▸ **本文抜粋**:
* * * * * * * * *

エレベータアルゴリズムとエレベータのアルゴリズム
ちょっと検索してみたところウィキペディアに英語記事はあるけど( http://en.wikipedia.org/wiki/Elevator_algorithm )日本語版の記事はまだのようだし、ジャストな解説も検索したところ出てこないようなので、そう難しいものでもないしちょっと書いてみる。
エレベータアルゴリズム
「エレベータアルゴリズム」というのは、特定のアルゴリズムのことであり、一般のエレベータのアルゴリズムのこと(特に、多数のエレベータがあるビルでは、連携させて複雑な制御がされる。後述)ではない。
コンピュータのディスクドライブのヘッドのシークへの応用が特に知られている。
原理は簡単で、次のようなものである(ここではディスクドライブではなくエレベータの用語で説明する)。
- 上の階へ行く要求(乗客の要求、および、上の階からの呼)がある限り、上昇して要求に応える。上の階への要求が無くなったら 2. へ
- 下の階へ行く要求がある限り、下降して要求に応える。下の階への要求が無くなったら 1. へ
これを繰り返すものである(正確にはエレベータの場合、呼の上行きと下行きを分けて、遷移の直前の「上の階からの下行きの呼だけがある」といった状況への対処が必要)。
ディスクドライブの場合は、たとえば「上の階への要求」を「ヘッドの現在位置より外周のセクタの読み書き要求」のように読み替えれば意味はわかるだろう。MS-DOS 時代にファイルサーバとして一世を風靡した NetWare の高性能さの理由の一つともされている。

* * * * * * * * *

▸ **元データ**:

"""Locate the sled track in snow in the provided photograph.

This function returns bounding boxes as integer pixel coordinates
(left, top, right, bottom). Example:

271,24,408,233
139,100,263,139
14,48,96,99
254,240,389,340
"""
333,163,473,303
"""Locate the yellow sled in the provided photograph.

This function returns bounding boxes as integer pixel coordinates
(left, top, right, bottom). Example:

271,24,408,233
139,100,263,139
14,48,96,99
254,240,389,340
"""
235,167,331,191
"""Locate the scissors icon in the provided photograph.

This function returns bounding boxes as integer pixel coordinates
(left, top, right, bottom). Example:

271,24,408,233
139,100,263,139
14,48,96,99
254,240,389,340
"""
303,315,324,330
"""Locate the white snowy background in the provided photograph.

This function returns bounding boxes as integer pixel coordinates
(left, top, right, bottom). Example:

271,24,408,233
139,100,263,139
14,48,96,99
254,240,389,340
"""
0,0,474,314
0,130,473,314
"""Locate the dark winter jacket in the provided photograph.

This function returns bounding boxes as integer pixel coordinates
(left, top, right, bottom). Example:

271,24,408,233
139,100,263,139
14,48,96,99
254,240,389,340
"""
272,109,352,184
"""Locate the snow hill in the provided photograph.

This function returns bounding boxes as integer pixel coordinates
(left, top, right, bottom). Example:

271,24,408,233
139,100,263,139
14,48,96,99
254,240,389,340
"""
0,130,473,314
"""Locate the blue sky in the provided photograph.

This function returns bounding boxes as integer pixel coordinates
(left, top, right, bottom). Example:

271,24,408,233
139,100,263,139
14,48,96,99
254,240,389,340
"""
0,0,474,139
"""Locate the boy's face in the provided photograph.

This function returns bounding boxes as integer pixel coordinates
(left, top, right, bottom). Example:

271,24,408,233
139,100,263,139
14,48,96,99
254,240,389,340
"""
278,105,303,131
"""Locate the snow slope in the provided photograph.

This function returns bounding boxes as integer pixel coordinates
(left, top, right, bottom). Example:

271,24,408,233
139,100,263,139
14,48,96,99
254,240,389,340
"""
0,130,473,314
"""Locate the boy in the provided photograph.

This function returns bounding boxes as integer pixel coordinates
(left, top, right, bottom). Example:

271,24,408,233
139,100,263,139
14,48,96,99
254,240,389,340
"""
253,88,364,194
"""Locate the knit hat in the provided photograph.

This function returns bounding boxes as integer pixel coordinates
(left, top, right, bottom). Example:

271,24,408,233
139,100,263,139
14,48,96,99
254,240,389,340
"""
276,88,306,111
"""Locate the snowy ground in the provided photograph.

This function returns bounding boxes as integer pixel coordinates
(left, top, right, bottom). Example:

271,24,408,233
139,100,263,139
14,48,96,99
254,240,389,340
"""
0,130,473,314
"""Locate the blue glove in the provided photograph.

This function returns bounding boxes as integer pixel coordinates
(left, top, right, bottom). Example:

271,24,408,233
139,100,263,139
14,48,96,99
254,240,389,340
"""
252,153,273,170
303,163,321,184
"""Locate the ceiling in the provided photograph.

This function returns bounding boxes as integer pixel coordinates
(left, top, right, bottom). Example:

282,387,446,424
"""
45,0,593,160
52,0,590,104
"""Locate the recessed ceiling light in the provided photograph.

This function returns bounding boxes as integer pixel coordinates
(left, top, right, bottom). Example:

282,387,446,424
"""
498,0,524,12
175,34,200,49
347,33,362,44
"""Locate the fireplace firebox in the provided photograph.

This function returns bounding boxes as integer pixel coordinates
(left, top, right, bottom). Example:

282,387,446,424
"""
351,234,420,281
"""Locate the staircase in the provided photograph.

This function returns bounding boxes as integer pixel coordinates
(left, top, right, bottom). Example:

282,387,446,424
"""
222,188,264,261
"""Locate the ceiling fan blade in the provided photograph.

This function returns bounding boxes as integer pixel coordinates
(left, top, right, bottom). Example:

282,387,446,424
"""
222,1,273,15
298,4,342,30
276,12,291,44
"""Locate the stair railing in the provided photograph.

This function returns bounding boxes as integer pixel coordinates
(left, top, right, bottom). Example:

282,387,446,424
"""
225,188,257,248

* * * * * * * * *

▸ **課題の指示**:
エレベータアルゴリズムの本文のうち、「エレベータアルゴリズムとエレベータのアルゴリズム」から「いった状況への対処が必要)。」までを、両端の語句も含めてそのまま書き出してください。 項目は本文とは別の出典から集めたものです。

▸ **解答**:
エレベータアルゴリズムとエレベータのアルゴリズム
ちょっと検索してみたところウィキペディアに英語記事はあるけど( http://en.wikipedia.org/wiki/Elevator_algorithm )日本語版の記事はまだのようだし、ジャストな解説も検索したところ出てこないようなので、そう難しいものでもないしちょっと書いてみる。
エレベータアルゴリズム
「エレベータアルゴリズム」というのは、特定のアルゴリズムのことであり、一般のエレベータのアルゴリズムのこと(特に、多数のエレベータがあるビルでは、連携させて複雑な制御がされる。後述)ではない。
コンピュータのディスクドライブのヘッドのシークへの応用が特に知られている。
原理は簡単で、次のようなものである(ここではディスクドライブではなくエレベータの用語で説明する)。
- 上の階へ行く要求(乗客の要求、および、上の階からの呼)がある限り、上昇して要求に応える。上の階への要求が無くなったら 2. へ
- 下の階へ行く要求がある限り、下降して要求に応える。下の階への要求が無くなったら 1. へ
これを繰り返すものである(正確にはエレベータの場合、呼の上行きと下行きを分けて、遷移の直前の「上の階からの下行きの呼だけがある」といった状況への対処が必要)。